Exact copies of the records below are required.
##### Data to examine
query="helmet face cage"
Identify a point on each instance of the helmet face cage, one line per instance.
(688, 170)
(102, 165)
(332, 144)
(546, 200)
##########
* **Result of the task**:
query="helmet face cage"
Identify a point on each instance of the helmet face cage, one line per instance.
(688, 170)
(102, 165)
(332, 144)
(546, 200)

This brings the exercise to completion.